**Stated exercise:** Pick out every line in the records below that contains the word "white", and copy each of those lines.

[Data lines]
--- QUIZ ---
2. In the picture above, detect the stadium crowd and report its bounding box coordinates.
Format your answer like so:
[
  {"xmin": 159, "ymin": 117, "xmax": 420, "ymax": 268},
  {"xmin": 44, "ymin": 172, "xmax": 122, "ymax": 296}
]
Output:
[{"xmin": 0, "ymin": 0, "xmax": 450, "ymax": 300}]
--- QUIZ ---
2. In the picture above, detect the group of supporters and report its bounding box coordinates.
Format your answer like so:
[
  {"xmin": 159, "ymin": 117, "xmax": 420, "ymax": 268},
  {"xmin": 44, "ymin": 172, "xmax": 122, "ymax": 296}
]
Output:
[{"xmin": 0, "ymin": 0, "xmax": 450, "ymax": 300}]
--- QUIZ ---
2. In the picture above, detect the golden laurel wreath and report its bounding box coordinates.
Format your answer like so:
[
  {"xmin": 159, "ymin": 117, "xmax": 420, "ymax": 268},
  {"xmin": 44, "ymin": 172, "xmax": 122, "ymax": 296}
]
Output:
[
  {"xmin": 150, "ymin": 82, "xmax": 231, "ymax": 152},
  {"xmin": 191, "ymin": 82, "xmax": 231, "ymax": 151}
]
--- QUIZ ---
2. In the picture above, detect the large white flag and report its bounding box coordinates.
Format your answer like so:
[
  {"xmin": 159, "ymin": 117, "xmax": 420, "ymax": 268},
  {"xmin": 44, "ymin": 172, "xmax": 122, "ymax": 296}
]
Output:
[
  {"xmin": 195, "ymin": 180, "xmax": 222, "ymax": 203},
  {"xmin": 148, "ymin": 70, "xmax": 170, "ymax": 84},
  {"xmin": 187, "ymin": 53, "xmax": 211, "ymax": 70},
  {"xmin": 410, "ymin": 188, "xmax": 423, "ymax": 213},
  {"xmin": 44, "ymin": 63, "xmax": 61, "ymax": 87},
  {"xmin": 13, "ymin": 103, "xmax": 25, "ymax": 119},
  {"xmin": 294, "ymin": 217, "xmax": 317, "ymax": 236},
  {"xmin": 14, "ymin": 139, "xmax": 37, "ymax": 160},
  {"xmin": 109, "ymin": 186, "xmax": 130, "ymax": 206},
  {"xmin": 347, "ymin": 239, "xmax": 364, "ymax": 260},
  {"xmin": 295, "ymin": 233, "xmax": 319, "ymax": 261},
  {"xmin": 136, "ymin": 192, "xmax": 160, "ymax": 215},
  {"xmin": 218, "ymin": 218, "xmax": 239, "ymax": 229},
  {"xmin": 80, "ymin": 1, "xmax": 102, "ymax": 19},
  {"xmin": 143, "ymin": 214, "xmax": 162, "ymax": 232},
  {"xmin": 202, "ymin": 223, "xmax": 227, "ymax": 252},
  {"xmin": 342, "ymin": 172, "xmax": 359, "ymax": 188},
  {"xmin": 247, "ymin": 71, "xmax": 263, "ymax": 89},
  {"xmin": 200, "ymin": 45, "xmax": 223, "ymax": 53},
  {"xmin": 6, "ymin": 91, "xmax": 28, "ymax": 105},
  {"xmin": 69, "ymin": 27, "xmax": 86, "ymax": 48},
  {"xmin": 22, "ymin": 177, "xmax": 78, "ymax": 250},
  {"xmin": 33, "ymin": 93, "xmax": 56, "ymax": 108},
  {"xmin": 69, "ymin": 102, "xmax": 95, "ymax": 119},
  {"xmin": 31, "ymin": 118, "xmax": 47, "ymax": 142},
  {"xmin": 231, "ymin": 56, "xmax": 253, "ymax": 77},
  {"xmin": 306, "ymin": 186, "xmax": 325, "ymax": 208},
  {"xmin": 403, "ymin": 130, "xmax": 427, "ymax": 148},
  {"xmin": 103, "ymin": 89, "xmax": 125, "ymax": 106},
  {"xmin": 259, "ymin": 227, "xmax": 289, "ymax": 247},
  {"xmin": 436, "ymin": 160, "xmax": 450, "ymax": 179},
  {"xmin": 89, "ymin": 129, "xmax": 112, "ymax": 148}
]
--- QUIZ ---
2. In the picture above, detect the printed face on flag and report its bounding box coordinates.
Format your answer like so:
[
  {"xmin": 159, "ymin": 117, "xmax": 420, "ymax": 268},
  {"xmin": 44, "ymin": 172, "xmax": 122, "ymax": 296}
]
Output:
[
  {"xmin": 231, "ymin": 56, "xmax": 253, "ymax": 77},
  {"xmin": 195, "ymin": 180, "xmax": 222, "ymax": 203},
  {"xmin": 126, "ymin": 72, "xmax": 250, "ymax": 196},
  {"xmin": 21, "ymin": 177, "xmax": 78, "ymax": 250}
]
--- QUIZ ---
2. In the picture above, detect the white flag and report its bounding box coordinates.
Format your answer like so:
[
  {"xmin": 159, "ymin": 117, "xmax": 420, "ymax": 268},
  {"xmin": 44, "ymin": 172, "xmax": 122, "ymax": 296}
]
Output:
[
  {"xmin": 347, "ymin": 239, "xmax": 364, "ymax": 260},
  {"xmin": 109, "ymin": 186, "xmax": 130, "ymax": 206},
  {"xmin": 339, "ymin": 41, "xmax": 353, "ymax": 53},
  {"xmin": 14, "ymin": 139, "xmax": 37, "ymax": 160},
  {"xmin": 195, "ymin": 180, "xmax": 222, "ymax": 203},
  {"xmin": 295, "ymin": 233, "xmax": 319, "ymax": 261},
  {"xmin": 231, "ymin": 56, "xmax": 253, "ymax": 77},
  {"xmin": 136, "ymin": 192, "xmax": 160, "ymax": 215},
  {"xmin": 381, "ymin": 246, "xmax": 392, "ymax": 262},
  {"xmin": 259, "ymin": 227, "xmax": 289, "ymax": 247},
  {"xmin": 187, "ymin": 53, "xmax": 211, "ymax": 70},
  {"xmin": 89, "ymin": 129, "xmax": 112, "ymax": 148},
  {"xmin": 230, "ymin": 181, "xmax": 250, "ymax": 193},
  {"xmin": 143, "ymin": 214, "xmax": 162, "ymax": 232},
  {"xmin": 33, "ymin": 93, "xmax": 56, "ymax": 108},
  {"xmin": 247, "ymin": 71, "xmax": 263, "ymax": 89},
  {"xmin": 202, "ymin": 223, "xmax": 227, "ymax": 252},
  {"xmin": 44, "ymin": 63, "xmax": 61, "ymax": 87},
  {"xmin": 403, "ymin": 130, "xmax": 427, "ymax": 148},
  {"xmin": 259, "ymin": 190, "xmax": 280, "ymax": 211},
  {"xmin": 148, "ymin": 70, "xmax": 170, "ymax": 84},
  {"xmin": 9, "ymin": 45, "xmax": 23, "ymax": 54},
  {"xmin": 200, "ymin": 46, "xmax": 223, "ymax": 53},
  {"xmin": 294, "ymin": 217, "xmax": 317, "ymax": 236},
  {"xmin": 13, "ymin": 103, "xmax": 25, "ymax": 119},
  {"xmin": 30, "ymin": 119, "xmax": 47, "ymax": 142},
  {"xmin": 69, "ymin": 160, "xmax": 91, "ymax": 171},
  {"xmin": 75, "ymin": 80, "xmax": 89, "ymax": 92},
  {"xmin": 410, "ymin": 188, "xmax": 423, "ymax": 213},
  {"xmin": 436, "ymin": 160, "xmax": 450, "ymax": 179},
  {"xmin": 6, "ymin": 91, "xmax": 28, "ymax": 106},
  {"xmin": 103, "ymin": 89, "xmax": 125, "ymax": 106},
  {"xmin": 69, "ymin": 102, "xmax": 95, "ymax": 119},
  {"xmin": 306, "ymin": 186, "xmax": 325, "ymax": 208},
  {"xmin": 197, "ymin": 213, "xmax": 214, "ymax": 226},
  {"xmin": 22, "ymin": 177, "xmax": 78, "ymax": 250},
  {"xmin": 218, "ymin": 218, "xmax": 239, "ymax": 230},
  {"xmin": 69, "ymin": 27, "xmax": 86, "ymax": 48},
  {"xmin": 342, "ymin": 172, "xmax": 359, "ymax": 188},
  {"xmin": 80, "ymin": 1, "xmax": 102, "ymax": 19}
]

==

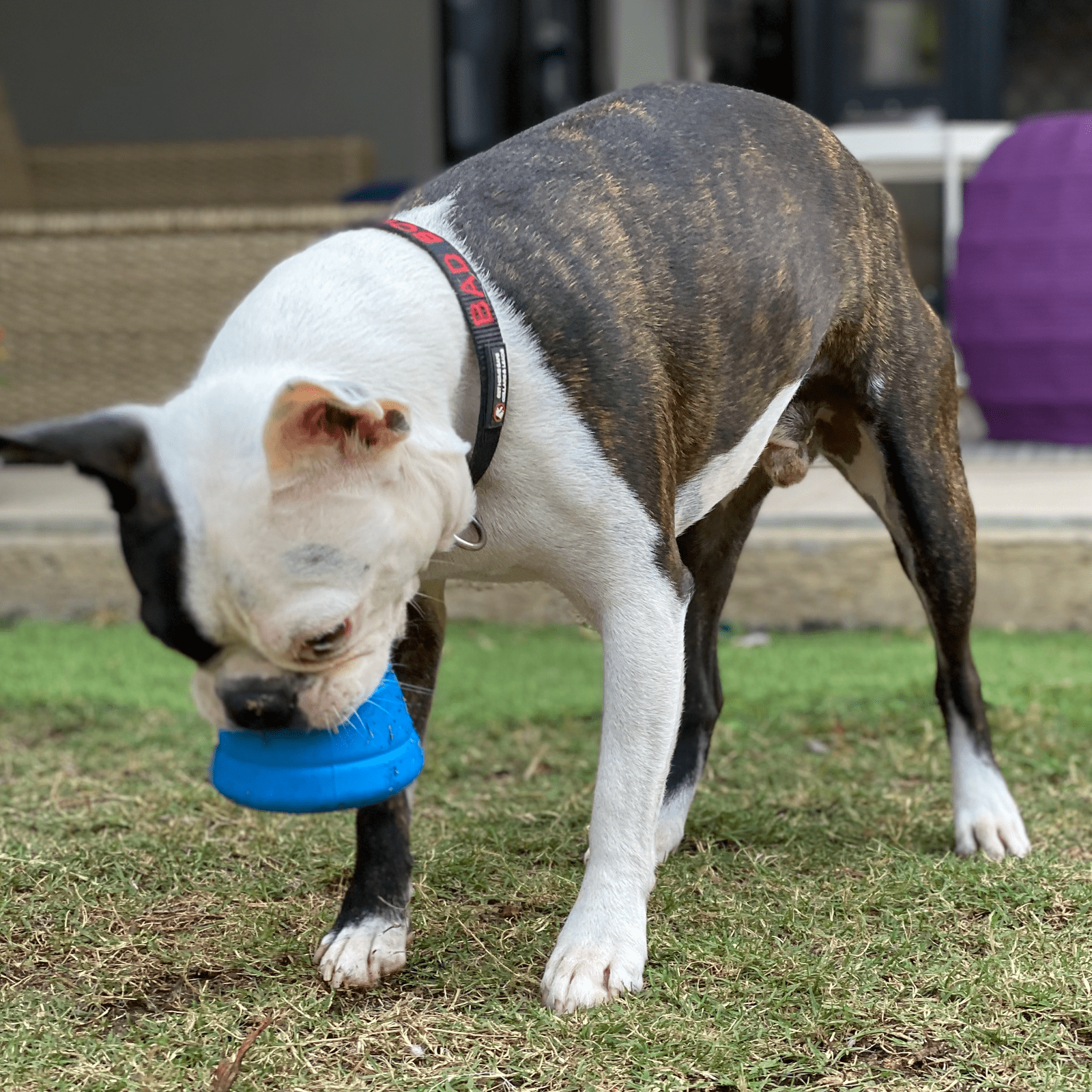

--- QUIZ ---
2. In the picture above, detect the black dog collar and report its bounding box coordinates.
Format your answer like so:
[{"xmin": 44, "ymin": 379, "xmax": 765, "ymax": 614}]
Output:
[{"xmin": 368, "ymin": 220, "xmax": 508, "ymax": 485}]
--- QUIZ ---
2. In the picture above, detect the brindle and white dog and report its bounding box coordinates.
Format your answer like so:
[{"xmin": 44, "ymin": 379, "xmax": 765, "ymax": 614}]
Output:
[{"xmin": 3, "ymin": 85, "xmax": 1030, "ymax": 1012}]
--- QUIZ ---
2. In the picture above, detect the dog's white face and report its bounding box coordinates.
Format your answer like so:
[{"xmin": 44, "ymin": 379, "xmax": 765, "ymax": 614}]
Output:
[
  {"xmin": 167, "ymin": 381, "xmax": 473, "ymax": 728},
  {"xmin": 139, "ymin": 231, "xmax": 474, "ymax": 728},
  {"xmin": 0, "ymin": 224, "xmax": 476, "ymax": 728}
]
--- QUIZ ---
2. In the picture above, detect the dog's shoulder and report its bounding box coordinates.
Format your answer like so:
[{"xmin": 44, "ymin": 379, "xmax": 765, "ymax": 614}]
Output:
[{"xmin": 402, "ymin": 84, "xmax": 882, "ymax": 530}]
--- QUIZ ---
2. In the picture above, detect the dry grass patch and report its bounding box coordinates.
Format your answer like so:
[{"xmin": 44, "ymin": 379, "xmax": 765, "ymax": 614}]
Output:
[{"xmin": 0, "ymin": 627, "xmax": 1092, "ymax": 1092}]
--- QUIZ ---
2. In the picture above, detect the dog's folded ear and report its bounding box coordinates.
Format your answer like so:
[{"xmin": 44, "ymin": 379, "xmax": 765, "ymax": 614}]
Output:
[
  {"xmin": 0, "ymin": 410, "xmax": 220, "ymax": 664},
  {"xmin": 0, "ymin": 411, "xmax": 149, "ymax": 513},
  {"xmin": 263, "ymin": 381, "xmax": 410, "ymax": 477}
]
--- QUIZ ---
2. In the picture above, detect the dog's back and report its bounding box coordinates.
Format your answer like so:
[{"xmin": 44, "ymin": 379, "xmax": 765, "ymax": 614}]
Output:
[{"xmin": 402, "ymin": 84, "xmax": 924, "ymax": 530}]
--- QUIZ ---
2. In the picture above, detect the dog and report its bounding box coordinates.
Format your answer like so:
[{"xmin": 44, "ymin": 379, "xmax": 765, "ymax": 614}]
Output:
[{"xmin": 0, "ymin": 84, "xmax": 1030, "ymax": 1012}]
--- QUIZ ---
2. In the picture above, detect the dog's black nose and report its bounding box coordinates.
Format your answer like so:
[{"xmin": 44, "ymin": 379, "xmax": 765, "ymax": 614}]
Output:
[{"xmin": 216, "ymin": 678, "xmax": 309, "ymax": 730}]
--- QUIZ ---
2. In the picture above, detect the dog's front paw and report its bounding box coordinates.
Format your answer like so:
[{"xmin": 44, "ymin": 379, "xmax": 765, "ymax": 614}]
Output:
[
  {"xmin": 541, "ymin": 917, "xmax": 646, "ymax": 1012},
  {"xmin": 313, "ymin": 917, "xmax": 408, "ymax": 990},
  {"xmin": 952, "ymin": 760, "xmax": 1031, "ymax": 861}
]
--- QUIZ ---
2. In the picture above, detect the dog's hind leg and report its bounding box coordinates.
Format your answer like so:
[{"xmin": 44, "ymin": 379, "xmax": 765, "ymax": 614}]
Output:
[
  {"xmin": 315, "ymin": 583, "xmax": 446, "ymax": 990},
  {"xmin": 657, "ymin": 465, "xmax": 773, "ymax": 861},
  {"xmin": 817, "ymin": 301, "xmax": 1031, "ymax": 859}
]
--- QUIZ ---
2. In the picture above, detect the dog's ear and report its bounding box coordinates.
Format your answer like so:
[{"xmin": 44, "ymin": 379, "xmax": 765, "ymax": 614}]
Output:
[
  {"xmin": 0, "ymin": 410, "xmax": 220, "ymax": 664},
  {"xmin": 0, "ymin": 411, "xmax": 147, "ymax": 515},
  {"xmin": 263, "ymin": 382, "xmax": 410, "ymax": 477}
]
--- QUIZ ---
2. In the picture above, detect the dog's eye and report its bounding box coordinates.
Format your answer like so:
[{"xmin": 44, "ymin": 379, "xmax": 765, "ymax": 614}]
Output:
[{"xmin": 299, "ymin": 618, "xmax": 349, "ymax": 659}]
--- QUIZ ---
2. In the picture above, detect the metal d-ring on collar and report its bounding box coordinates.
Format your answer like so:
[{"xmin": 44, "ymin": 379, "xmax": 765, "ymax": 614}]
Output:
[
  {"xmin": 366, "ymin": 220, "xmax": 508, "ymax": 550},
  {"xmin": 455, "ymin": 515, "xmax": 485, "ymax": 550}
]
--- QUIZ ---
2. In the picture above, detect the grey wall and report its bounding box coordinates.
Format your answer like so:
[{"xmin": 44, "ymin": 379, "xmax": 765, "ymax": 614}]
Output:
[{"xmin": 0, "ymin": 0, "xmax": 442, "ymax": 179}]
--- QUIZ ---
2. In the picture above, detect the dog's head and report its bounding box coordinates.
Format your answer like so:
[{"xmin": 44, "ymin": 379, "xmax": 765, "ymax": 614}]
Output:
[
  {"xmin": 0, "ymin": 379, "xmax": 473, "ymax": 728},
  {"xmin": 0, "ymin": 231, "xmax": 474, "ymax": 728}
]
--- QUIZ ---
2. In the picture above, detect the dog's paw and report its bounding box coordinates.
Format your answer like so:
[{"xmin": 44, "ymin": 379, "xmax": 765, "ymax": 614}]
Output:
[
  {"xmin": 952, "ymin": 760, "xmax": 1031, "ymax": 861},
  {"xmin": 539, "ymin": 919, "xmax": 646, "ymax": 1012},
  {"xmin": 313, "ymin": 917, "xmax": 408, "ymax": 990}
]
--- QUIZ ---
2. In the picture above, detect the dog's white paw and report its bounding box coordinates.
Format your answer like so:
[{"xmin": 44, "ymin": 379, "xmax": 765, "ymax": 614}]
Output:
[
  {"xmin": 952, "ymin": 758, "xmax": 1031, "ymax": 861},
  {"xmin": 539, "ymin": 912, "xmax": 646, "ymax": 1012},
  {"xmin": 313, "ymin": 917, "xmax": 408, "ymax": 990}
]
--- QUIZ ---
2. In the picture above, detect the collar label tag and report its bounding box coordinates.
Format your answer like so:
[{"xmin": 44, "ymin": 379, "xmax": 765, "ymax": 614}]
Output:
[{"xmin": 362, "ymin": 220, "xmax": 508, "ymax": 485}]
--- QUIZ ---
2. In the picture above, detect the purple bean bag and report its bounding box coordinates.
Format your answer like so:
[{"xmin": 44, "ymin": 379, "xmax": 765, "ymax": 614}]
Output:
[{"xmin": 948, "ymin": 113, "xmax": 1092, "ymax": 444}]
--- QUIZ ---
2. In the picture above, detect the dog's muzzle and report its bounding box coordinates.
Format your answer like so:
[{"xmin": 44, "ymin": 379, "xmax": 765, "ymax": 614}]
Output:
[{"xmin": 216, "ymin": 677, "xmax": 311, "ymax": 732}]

**The solution:**
2. In the picture above, detect the large white flag and report its bounding box coordinates.
2. In the picture above, detect the white flag and report its bounding box coordinates.
2. In the picture above, detect the brindle and white dog and report its bounding box coordinates.
2. In the picture above, detect the dog's white face and report its bounding box coordinates.
2. In the picture above, detect the dog's white paw and report its bounding box coordinates.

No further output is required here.